## start
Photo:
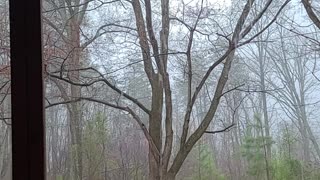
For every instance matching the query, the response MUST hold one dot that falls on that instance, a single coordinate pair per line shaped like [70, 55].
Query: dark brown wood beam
[28, 145]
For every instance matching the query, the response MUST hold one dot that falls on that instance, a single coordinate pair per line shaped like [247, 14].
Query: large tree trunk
[155, 127]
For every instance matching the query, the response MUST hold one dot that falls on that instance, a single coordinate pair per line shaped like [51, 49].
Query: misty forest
[175, 89]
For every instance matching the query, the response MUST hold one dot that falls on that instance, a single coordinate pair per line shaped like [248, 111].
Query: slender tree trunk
[265, 110]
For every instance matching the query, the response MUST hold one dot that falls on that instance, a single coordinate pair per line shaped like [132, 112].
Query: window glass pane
[5, 104]
[181, 89]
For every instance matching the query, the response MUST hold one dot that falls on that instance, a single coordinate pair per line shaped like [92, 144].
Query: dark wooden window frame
[28, 142]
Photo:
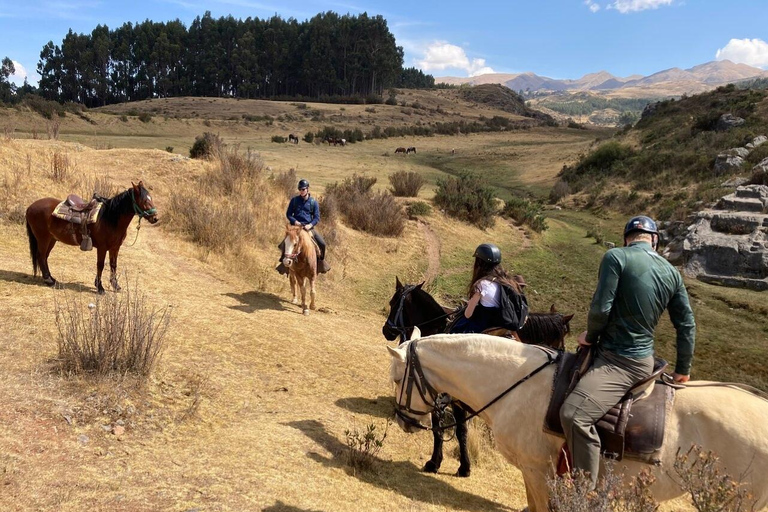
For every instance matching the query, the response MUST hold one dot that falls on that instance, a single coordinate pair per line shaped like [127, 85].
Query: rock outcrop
[727, 245]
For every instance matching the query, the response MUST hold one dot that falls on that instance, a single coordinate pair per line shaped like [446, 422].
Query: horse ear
[397, 354]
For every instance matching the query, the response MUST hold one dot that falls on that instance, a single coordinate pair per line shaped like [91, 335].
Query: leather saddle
[633, 428]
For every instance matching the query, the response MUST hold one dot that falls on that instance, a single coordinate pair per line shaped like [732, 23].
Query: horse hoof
[430, 467]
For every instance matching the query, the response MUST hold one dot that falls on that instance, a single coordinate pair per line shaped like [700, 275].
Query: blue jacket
[305, 211]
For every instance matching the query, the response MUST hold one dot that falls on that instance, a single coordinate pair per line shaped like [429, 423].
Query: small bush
[60, 167]
[418, 209]
[406, 184]
[119, 333]
[467, 197]
[363, 447]
[559, 191]
[207, 145]
[527, 212]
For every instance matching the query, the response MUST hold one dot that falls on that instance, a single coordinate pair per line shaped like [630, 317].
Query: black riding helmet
[641, 223]
[488, 253]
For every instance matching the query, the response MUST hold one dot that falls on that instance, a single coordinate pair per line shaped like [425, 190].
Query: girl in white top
[484, 308]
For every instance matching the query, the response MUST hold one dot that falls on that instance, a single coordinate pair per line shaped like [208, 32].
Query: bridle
[398, 324]
[437, 402]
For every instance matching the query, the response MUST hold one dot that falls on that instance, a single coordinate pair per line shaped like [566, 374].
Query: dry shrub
[364, 210]
[363, 447]
[207, 145]
[406, 184]
[61, 168]
[119, 333]
[286, 181]
[710, 488]
[570, 493]
[54, 125]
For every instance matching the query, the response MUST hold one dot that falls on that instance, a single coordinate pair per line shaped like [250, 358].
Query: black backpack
[514, 308]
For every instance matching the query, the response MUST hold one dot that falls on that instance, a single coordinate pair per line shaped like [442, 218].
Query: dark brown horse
[411, 307]
[107, 233]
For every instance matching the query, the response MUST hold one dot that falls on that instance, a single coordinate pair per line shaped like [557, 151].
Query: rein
[398, 324]
[413, 370]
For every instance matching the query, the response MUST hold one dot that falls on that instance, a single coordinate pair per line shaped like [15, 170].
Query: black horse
[411, 307]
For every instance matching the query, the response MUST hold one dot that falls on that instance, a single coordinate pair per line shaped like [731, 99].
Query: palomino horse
[516, 379]
[411, 307]
[300, 258]
[107, 233]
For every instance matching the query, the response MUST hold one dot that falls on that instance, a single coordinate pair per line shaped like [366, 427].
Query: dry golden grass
[248, 407]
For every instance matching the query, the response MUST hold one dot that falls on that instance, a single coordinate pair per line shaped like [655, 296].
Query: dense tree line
[324, 57]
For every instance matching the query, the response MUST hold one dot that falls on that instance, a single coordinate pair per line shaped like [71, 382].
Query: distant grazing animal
[107, 233]
[412, 307]
[300, 258]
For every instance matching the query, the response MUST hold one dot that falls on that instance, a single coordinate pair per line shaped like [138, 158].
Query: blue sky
[555, 38]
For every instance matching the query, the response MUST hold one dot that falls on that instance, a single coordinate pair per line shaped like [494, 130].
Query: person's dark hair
[486, 270]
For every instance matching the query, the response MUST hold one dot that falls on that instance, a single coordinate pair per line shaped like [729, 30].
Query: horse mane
[542, 327]
[117, 206]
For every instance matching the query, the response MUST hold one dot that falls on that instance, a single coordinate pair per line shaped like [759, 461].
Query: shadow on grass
[417, 486]
[253, 300]
[28, 279]
[279, 506]
[380, 407]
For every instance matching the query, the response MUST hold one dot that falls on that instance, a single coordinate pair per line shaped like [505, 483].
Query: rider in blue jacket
[303, 210]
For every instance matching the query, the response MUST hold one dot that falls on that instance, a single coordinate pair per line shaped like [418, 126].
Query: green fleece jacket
[634, 288]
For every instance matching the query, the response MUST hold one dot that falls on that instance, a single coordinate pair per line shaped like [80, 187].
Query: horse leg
[101, 254]
[42, 258]
[113, 268]
[312, 293]
[460, 415]
[292, 278]
[433, 464]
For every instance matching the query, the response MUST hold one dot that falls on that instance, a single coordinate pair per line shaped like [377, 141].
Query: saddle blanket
[64, 211]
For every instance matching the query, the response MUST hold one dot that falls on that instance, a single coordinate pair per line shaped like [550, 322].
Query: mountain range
[669, 82]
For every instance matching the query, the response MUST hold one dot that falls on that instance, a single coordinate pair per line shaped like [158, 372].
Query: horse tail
[32, 248]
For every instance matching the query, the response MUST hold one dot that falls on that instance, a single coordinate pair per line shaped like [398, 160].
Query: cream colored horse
[476, 368]
[300, 258]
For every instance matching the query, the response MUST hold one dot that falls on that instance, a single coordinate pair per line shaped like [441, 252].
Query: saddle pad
[64, 211]
[632, 429]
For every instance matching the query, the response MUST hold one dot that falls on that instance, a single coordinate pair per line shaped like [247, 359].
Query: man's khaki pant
[599, 389]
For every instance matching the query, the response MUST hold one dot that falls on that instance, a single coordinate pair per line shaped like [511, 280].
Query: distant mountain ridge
[669, 81]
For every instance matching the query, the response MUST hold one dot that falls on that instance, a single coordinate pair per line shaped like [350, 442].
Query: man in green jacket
[635, 286]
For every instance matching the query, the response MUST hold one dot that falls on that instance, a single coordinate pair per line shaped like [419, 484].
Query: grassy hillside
[249, 406]
[665, 164]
## end
→ **Required task**: The listing above must be printed again exactly, minus its pictures.

→ **Complete output**:
Photo:
For every instance matching the query, the response MUST hold one dot that falls on that instance, a single coordinate pair per line shaped like [70, 55].
Query: dark brown wood beam
[28, 145]
For every instance matching the query, the response MUST hold one dot that falls on that instance, a single coordinate pair per line shaped like [247, 14].
Query: large tree trunk
[155, 127]
For every instance matching the query, the response MUST hold one dot that falls on that instance, a single coordinate pair per line shaped like [51, 49].
Query: misty forest
[175, 89]
For every instance matching the query, the response MUST hold one dot that falls on that instance, a single coordinate pair per line shaped like [248, 111].
Query: slender tree trunk
[265, 110]
For every instance matching the query, the response MUST hold one dot that falls on that instance, a single coordinate pair per line shaped like [132, 112].
Query: window glass pane
[5, 104]
[181, 89]
For every instance matching the query, the response MUST hold one dot that falls on that instance, a single coordinate pair per line shaped like [92, 144].
Query: dark wooden window frame
[28, 142]
Photo:
For every instance matching the query, the response MUST hold one dot that falls on that instance, a single coordinate pair per line shaped like [127, 85].
Query: rock outcrop
[727, 245]
For every instance matching the query, the response MUST hold one dot that falls on that instance, a single coordinate pair per line shaped like [446, 422].
Query: horse ear
[397, 354]
For every instance matching the query, the response MUST hold one dot that falls on that instance, a single coordinate pair per line shaped like [91, 335].
Query: leather saddle
[633, 428]
For every instance matching the query, the response MUST hold one dot that falls on that instance, a single coordinate pair per line shaped like [732, 23].
Query: horse hoof
[430, 467]
For every instance matching the query, the response MUST hold one dot that falls on that instance, a single coordinate pair per line shaped like [700, 275].
Query: blue jacket
[305, 211]
For every instance matching the query, the response MUST hold one dot that falls on that instance, a single coordinate pair per line shaped like [429, 423].
Query: small bush
[60, 167]
[418, 209]
[406, 184]
[119, 333]
[467, 197]
[363, 447]
[559, 191]
[207, 145]
[527, 212]
For every instance matching the query, the response MUST hold one dot that falls on that instance, a single coordinate pair per line shaped like [630, 317].
Query: black riding helmet
[641, 223]
[488, 253]
For every instance matching the query, the response MUST hold one dot that falls on that instance, a single coordinate pair per line shaped like [425, 190].
Query: girl in white top
[484, 308]
For every instance matching the query, the response MUST hold one dot that falls on that instance, a single coordinate pair per line shaped like [208, 32].
Query: bridle
[398, 324]
[437, 402]
For every instance matching the query, the response MUST hold one dot that falls on that instance, a single coordinate pair per line shaped like [566, 374].
Query: dry shrub
[364, 210]
[363, 447]
[207, 145]
[406, 184]
[61, 168]
[119, 333]
[286, 181]
[710, 488]
[570, 493]
[54, 125]
For every instance matching the query, the response MUST hold one dot that falls on that instance, a single coordinate pair per line shaped like [250, 358].
Query: black backpack
[514, 308]
For every instance matching the query, the response MUST hold one dot that falls on that instance, a single coordinate pair per line shaped like [442, 218].
Query: dark brown horse
[411, 307]
[107, 233]
For every instance matching the query, the response MUST hold one dot that falls on that instance, a single coordinate pair per line shaped like [557, 151].
Query: rein
[398, 324]
[413, 370]
For every instance matching the query, the response MUST hold one dot that falls on that instance, a single coordinate pair per line shaped like [15, 170].
Query: black horse
[411, 307]
For every instance matching the query, the response MUST hold one dot that falls on that instance, a single coordinate pair per line shaped like [731, 99].
Query: palomino horse
[516, 379]
[411, 307]
[300, 258]
[107, 233]
For every instance matching the query, the response MUST hold one dot that falls on that instance, a single coordinate pair per line shaped like [366, 427].
Query: dry golden grass
[248, 407]
For every instance matching the query, the response MUST hold one dot that falls on that instance, a single coordinate pair per line shaped like [655, 296].
Query: dense tree line
[324, 57]
For every instance matching the query, the response MUST hold one dot that falls on that instance, a single coordinate pair per line shaped like [71, 382].
Query: distant grazing animal
[107, 233]
[412, 307]
[300, 258]
For every instance matching the query, the response MUST hold one dot that falls on that instance, a single coordinate pair per line shaped like [138, 158].
Query: blue sky
[555, 38]
For every instance matching the query, the response MUST hold one dot that falls on that instance, a single coordinate pair per line shaped like [494, 130].
Query: person's dark hair
[486, 270]
For every instance matching the query, the response MUST hold one dot that falls on that instance, a single coordinate pair per line shaped like [729, 30].
Query: horse mane
[542, 327]
[117, 206]
For every instance matching the query, the response MUST hold one dot that falls on that instance, a single coordinate pair per line shaped like [759, 461].
Query: shadow on grass
[417, 486]
[253, 300]
[28, 279]
[279, 506]
[380, 407]
For every instance matching the query, the response MUST hold one dot that falls on that instance, a single coordinate pair per line shaped like [505, 483].
Query: rider in blue jacket
[303, 210]
For every instance matching the query, the response MUST hold one dot that falls on that instance, a single coordinate pair per line shaped like [418, 126].
Query: green fleece jacket
[634, 288]
For every instance matching the query, the response MUST hold one dot that falls on that instance, a single coordinate pair per line shaped like [80, 187].
Query: horse leg
[101, 254]
[42, 258]
[113, 268]
[312, 293]
[460, 415]
[292, 278]
[433, 464]
For every instance matching the query, the response MUST hold one dot that falls on that instance, a single coordinate pair per line shaped like [377, 141].
Query: saddle blanket
[64, 211]
For every instance matching the query, the response MUST hold one dot that falls on that instance, a single coordinate pair per line shaped like [550, 322].
Query: mountain range
[669, 82]
For every instance matching the query, the response MUST hold one dot that falls on that instance, a single coordinate pair per line shaped like [158, 372].
Query: horse tail
[32, 248]
For every instance matching the query, the response MUST hold one dot that falls on that instance, a single coordinate pair per line shaped like [398, 160].
Query: cream colored horse
[476, 368]
[300, 258]
For every instance matching the query, the response MUST hold one dot that falls on that instance, a single coordinate pair per line shaped like [441, 252].
Query: saddle pad
[64, 211]
[632, 429]
For every instance matching the query, the response MUST hold one dot that falls on that instance, a single coordinate pair per line shaped like [247, 359].
Query: man's khaki pant
[599, 389]
For every instance matching the query, the response MUST hold one dot that falls on that instance, a single coordinate pair per line shaped like [511, 280].
Query: distant mountain ridge
[669, 81]
For every instance matching the query, the response MUST hold one dot that falls on that instance, a single coordinate pair per line shaped like [350, 442].
Query: man in green jacket
[635, 286]
For every instance matching the query, the response MUST hold one dot that falls on that instance, a single coordinate pair per line shaped like [419, 484].
Query: grassy hillside
[249, 406]
[665, 164]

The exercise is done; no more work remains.